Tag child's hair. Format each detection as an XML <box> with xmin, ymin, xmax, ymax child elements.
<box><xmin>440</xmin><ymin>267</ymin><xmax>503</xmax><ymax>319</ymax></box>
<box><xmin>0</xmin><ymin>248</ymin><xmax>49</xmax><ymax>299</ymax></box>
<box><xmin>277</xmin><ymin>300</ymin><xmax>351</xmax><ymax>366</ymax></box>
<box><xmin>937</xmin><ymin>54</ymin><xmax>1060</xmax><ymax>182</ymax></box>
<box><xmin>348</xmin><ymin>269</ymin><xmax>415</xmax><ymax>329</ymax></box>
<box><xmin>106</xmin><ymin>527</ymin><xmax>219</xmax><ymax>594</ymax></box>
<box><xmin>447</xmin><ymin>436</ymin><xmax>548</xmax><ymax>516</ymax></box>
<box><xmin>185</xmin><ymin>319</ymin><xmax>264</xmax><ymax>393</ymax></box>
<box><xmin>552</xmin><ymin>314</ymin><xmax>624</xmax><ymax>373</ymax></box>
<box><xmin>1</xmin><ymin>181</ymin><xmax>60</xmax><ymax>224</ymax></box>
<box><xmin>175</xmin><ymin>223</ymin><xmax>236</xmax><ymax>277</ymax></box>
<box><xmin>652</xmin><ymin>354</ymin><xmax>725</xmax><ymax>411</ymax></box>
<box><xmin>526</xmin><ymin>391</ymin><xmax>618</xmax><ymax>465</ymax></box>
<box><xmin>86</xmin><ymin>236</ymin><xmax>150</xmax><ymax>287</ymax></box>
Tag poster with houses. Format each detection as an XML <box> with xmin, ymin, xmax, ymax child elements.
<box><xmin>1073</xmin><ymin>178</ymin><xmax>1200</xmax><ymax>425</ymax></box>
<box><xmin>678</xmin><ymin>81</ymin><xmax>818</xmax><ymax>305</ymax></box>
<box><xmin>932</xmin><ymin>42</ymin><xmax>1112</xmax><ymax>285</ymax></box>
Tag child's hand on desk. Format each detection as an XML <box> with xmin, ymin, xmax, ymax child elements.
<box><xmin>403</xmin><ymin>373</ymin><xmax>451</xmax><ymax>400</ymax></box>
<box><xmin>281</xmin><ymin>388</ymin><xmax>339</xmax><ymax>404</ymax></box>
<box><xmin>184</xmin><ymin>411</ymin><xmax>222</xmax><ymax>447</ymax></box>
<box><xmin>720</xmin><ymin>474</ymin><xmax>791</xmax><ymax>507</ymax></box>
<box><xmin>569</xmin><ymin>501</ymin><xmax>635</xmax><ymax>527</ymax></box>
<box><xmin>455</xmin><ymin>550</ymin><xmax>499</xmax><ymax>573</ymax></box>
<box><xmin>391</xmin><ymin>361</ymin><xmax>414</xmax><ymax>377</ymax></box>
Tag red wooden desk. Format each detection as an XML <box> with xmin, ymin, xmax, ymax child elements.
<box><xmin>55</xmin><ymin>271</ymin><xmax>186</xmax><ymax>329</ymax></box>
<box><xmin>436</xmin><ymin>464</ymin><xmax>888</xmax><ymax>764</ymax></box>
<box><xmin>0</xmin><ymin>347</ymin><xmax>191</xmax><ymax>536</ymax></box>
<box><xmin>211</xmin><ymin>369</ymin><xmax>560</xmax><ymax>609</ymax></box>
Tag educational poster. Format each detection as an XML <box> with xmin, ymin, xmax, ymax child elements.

* **Problem statement**
The answer must restate all of the entries exactly.

* **Answer space**
Tag child's hair. Format each detection as an XML <box> with xmin, ymin, xmax, ymax child elements.
<box><xmin>440</xmin><ymin>267</ymin><xmax>503</xmax><ymax>319</ymax></box>
<box><xmin>0</xmin><ymin>248</ymin><xmax>49</xmax><ymax>299</ymax></box>
<box><xmin>277</xmin><ymin>300</ymin><xmax>351</xmax><ymax>366</ymax></box>
<box><xmin>937</xmin><ymin>54</ymin><xmax>1060</xmax><ymax>182</ymax></box>
<box><xmin>348</xmin><ymin>269</ymin><xmax>415</xmax><ymax>329</ymax></box>
<box><xmin>106</xmin><ymin>527</ymin><xmax>219</xmax><ymax>594</ymax></box>
<box><xmin>447</xmin><ymin>436</ymin><xmax>548</xmax><ymax>516</ymax></box>
<box><xmin>185</xmin><ymin>319</ymin><xmax>264</xmax><ymax>393</ymax></box>
<box><xmin>552</xmin><ymin>314</ymin><xmax>624</xmax><ymax>373</ymax></box>
<box><xmin>1</xmin><ymin>181</ymin><xmax>60</xmax><ymax>224</ymax></box>
<box><xmin>175</xmin><ymin>223</ymin><xmax>236</xmax><ymax>277</ymax></box>
<box><xmin>652</xmin><ymin>354</ymin><xmax>725</xmax><ymax>411</ymax></box>
<box><xmin>526</xmin><ymin>391</ymin><xmax>618</xmax><ymax>465</ymax></box>
<box><xmin>86</xmin><ymin>236</ymin><xmax>150</xmax><ymax>287</ymax></box>
Tag poster with houses. Format each detection as an XML <box> with xmin, ymin, xmax, ymax child elements.
<box><xmin>1073</xmin><ymin>178</ymin><xmax>1200</xmax><ymax>425</ymax></box>
<box><xmin>678</xmin><ymin>81</ymin><xmax>818</xmax><ymax>305</ymax></box>
<box><xmin>932</xmin><ymin>42</ymin><xmax>1112</xmax><ymax>285</ymax></box>
Tag child's hand on desk. Format each detection as an XML <box> with xmin, ymin, xmax, ymax child elements.
<box><xmin>403</xmin><ymin>373</ymin><xmax>451</xmax><ymax>400</ymax></box>
<box><xmin>281</xmin><ymin>388</ymin><xmax>339</xmax><ymax>404</ymax></box>
<box><xmin>184</xmin><ymin>411</ymin><xmax>222</xmax><ymax>447</ymax></box>
<box><xmin>720</xmin><ymin>474</ymin><xmax>791</xmax><ymax>507</ymax></box>
<box><xmin>569</xmin><ymin>501</ymin><xmax>635</xmax><ymax>527</ymax></box>
<box><xmin>455</xmin><ymin>550</ymin><xmax>499</xmax><ymax>573</ymax></box>
<box><xmin>391</xmin><ymin>361</ymin><xmax>414</xmax><ymax>377</ymax></box>
Tag red wooden desk. Format each detection as an XML <box> with xmin, ymin, xmax, ymax child elements.
<box><xmin>55</xmin><ymin>271</ymin><xmax>186</xmax><ymax>329</ymax></box>
<box><xmin>436</xmin><ymin>464</ymin><xmax>888</xmax><ymax>764</ymax></box>
<box><xmin>0</xmin><ymin>347</ymin><xmax>191</xmax><ymax>536</ymax></box>
<box><xmin>211</xmin><ymin>369</ymin><xmax>560</xmax><ymax>609</ymax></box>
Tag educational poster. Format each detection as an XML <box> with xmin, ymin, xmax, ymax child elements.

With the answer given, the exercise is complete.